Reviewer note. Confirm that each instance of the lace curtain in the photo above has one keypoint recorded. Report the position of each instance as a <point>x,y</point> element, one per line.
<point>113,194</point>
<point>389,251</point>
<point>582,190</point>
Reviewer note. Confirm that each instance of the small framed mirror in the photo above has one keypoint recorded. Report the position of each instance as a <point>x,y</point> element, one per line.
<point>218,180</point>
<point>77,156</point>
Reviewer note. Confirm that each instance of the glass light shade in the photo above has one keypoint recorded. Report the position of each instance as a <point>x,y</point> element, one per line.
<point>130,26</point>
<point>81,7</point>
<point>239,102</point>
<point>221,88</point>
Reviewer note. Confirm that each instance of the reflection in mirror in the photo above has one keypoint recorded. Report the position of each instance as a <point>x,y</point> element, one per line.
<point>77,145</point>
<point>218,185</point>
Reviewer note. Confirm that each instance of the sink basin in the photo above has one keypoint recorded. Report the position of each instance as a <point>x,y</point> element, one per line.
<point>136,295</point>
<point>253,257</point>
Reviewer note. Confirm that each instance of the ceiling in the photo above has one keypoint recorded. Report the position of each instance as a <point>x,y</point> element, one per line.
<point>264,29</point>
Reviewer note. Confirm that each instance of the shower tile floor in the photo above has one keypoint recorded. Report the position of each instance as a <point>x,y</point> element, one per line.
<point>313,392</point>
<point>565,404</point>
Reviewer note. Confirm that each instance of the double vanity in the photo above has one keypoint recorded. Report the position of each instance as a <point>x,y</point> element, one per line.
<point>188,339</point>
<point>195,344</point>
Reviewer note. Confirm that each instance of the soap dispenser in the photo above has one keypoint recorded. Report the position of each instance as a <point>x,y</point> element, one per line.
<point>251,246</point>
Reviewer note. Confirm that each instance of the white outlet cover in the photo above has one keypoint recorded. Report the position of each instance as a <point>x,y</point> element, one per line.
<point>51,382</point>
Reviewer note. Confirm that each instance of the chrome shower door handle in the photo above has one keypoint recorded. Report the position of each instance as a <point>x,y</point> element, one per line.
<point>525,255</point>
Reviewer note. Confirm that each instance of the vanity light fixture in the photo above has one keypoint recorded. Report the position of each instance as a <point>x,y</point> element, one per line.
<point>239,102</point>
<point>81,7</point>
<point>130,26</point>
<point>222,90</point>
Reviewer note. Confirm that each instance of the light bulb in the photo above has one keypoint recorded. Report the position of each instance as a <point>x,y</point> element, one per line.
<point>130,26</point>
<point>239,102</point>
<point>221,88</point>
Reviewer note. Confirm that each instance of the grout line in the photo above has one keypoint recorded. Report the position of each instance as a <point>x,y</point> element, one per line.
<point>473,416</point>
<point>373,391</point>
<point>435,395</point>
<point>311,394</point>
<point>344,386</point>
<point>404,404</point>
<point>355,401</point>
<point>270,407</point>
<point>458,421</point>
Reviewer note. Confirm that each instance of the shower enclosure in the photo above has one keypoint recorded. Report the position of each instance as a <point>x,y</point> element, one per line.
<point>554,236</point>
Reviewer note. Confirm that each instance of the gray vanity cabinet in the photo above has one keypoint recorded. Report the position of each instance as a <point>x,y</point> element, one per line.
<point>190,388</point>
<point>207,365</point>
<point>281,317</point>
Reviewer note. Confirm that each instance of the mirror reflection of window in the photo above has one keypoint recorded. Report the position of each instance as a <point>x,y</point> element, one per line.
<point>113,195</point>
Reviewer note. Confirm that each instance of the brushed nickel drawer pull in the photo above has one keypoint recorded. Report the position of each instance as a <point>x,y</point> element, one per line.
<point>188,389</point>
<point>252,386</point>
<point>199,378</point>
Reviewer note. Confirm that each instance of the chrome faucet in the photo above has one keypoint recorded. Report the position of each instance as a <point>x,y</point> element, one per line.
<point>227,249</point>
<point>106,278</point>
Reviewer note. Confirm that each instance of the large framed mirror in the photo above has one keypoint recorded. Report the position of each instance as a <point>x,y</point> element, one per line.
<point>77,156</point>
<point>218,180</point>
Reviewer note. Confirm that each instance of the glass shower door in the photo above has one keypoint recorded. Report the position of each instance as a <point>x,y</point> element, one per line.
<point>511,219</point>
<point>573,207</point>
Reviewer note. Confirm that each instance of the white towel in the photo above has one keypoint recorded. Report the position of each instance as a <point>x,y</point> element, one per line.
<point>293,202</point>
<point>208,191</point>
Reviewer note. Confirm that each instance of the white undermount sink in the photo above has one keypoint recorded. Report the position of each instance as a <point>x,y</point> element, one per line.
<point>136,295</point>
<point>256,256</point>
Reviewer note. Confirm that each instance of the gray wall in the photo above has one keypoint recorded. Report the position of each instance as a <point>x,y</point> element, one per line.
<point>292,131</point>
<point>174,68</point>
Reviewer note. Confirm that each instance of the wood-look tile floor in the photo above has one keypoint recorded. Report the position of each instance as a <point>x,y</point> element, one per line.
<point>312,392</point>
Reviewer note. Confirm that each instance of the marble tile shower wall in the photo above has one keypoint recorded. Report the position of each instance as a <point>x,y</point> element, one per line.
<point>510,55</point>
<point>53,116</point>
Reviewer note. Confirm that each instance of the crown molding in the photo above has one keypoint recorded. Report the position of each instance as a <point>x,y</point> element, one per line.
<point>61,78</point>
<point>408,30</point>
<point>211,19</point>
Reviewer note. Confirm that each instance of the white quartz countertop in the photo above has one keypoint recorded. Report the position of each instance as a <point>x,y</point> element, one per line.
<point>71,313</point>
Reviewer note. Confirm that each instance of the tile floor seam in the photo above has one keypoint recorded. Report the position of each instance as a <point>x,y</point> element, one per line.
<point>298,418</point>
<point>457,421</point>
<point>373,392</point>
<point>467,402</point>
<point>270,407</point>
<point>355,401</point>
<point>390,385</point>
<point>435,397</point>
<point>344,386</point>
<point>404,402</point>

-*-*-

Work to complete
Render everything from the start of the items down to the line containing "<point>218,185</point>", both ends included, as a two-column CSV with the headers item_text and answer. Give one row per item, with its text and its answer each in a single quoted field and any line breaks replaced by spaces.

Task output
item_text,answer
"Reviewer note. Confirm that each instance of the lace curtain in the photo above has one keypoint recorded. Report the position of each instance as a <point>x,y</point> element, one per line.","<point>113,194</point> <point>389,251</point> <point>582,190</point>"
"Reviewer note. Confirm that each instance of the small framed mirror in the photo above has one keypoint recorded. Report the position of each instance as a <point>x,y</point> element, one per line.","<point>218,180</point> <point>77,156</point>"
"Reviewer note. Confirm that each instance of the glass light shade in the photo above has one keypoint recorded. Report the position of each instance as a <point>x,y</point> element, one per line.","<point>130,26</point> <point>81,7</point> <point>239,102</point> <point>221,88</point>"
"Reviewer note. Confirm that each instance of the reflection in mirror in the photo above has one keypoint recorded. Report the position of each instance as a <point>x,y</point> element, one per line.","<point>77,145</point> <point>218,185</point>"